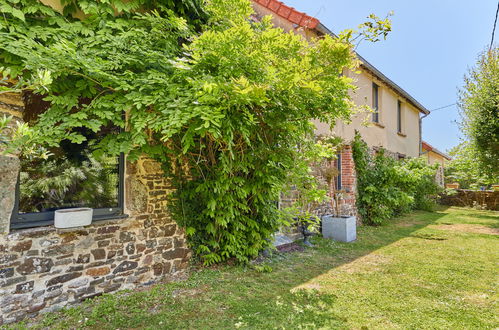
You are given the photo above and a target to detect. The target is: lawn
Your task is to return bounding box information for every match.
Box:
[7,208,499,329]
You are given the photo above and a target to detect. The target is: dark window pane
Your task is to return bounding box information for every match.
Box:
[372,83,379,123]
[18,94,119,214]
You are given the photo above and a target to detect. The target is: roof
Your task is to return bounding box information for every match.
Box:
[253,0,319,29]
[421,141,452,160]
[253,0,430,115]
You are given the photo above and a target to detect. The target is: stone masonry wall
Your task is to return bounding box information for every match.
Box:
[440,189,499,211]
[280,145,357,217]
[0,160,190,325]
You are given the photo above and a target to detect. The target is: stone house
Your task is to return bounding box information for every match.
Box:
[421,141,451,187]
[252,0,436,215]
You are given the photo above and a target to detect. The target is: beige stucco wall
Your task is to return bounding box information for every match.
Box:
[253,2,420,157]
[251,1,317,39]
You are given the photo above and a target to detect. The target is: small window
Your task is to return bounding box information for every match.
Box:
[336,152,341,190]
[11,93,124,228]
[397,100,402,133]
[372,83,379,123]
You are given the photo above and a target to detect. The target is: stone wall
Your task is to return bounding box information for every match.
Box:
[280,145,357,217]
[440,189,499,211]
[0,152,191,325]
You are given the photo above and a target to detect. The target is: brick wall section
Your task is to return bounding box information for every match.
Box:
[341,145,357,216]
[440,189,499,211]
[0,93,24,233]
[0,90,191,326]
[0,160,190,324]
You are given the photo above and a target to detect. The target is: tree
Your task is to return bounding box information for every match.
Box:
[458,47,499,181]
[444,142,497,189]
[0,0,389,264]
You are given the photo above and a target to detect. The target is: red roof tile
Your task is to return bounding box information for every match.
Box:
[254,0,319,29]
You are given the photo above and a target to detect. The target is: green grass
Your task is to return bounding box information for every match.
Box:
[8,208,499,329]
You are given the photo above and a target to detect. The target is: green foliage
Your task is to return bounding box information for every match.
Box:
[19,155,118,212]
[444,141,499,189]
[459,47,499,183]
[0,0,394,264]
[352,133,440,225]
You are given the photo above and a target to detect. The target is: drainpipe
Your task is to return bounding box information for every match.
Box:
[419,112,430,156]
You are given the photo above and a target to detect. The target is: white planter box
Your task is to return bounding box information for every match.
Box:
[54,207,94,228]
[322,215,357,242]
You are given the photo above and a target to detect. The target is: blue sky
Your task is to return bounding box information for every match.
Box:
[282,0,499,151]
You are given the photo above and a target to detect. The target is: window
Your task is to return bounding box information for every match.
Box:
[11,95,124,228]
[372,83,379,123]
[397,100,402,133]
[336,152,341,190]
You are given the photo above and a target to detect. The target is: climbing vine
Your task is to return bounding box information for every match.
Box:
[0,0,394,264]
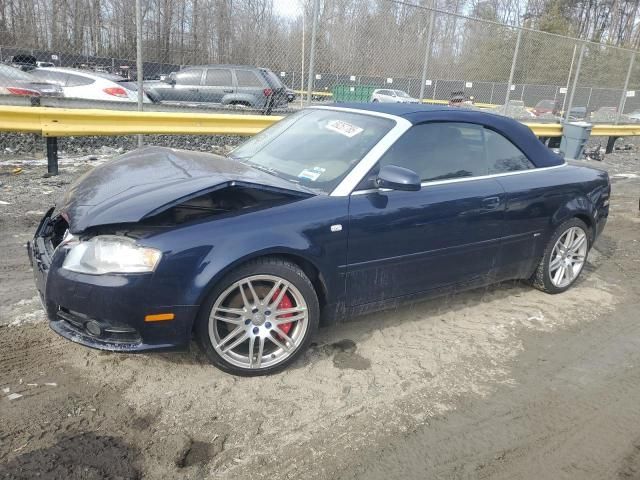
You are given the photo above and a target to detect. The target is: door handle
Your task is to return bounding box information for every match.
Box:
[482,197,500,208]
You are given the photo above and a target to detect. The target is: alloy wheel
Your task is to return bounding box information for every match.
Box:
[209,275,309,369]
[549,227,588,288]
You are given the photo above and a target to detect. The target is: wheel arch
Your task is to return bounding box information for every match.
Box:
[549,195,596,243]
[191,249,329,329]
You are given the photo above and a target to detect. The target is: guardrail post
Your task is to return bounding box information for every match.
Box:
[46,137,58,176]
[615,53,636,125]
[503,29,522,115]
[420,1,436,103]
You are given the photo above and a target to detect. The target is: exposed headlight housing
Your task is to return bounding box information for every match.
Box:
[62,235,162,275]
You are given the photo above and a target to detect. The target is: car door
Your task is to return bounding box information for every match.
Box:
[347,123,505,306]
[235,68,271,108]
[200,68,235,103]
[168,68,204,102]
[485,129,560,280]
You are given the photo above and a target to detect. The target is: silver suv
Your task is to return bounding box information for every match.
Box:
[144,65,288,113]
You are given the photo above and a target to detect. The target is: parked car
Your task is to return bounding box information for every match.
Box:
[31,68,151,103]
[144,65,288,110]
[583,107,618,122]
[28,103,610,375]
[531,100,560,117]
[0,64,63,97]
[371,88,420,103]
[9,53,38,72]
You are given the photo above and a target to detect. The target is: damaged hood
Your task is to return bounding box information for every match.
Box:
[59,147,311,233]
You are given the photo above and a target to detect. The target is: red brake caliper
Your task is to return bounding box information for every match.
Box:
[272,289,293,335]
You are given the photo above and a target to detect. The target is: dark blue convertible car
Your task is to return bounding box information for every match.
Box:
[29,104,610,375]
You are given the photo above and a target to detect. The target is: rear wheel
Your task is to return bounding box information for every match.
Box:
[531,218,589,293]
[196,258,319,376]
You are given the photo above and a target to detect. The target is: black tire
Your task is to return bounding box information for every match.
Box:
[194,257,320,377]
[529,218,591,294]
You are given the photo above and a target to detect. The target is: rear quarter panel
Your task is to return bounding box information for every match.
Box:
[498,164,610,279]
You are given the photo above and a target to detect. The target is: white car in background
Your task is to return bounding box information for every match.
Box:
[29,67,151,103]
[371,88,420,103]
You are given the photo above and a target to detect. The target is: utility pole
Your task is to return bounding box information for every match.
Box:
[307,0,320,105]
[136,0,144,148]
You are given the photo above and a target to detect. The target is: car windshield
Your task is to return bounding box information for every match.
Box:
[230,109,395,193]
[0,65,34,82]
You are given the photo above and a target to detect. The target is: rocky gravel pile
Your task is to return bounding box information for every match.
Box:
[0,133,246,161]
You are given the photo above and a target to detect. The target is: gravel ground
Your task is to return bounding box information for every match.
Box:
[0,139,640,479]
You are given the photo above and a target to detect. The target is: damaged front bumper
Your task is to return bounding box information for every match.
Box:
[27,208,197,352]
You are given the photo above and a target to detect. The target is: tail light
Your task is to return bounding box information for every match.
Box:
[7,87,40,97]
[102,87,129,98]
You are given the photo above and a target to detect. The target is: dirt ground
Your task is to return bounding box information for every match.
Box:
[0,144,640,480]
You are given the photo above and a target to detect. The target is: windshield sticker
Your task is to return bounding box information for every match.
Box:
[326,120,364,138]
[298,167,324,182]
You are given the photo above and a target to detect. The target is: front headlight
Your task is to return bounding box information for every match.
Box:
[62,235,162,275]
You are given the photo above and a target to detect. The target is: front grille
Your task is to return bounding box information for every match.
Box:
[57,307,142,343]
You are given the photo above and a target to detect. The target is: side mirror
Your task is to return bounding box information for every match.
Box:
[376,165,422,192]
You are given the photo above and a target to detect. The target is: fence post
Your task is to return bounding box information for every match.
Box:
[616,53,636,124]
[420,5,436,103]
[564,43,584,122]
[307,0,320,105]
[502,29,522,115]
[136,0,144,148]
[562,44,578,115]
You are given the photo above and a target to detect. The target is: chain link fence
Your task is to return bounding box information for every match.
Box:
[0,0,640,158]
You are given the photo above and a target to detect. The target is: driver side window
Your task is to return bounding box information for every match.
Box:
[358,123,489,190]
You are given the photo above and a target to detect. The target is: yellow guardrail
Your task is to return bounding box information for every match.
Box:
[0,106,640,137]
[294,90,333,97]
[0,107,282,137]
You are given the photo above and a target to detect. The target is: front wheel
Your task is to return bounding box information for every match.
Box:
[531,218,589,293]
[196,258,320,376]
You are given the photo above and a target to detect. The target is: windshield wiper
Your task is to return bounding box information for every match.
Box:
[240,160,281,178]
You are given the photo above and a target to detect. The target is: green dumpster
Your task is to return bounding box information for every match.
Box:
[331,85,378,102]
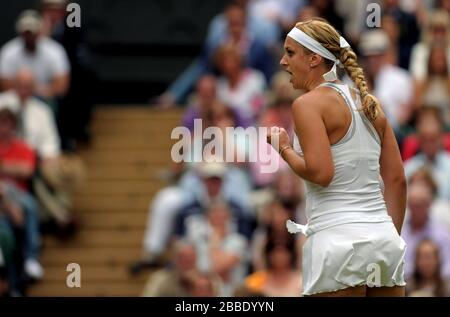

• _WHAT THIS TASK INVOLVES_: Scale the lines of the records from the line that contains "is: blue sky" through the line that contains "[482,197,500,208]", including the requests, by multiplying each bounding-box coordinate in the answers by 1.25 and rounding to whole numbers, with halves rounded up. Give only those lines, and omit the pictures.

• _EXERCISE ANSWER_:
You are given the photo above and a target to detect. The target is: blue sky
Your task is to return bounding box information for every match.
Box:
[353,0,624,189]
You are given the photo above and a target to detect. The target is: window
Your task is to return bounding box information for every match.
Box:
[14,119,155,285]
[465,104,474,154]
[496,125,503,166]
[420,190,426,238]
You are given the photo above and a target to detect. The target is: climbing vine
Your task is to return bounding box information for every match.
Box:
[0,0,493,330]
You are given the photo above and a target to detect. The target is: door handle
Your task is to return bounding box information for every match.
Box:
[603,246,625,260]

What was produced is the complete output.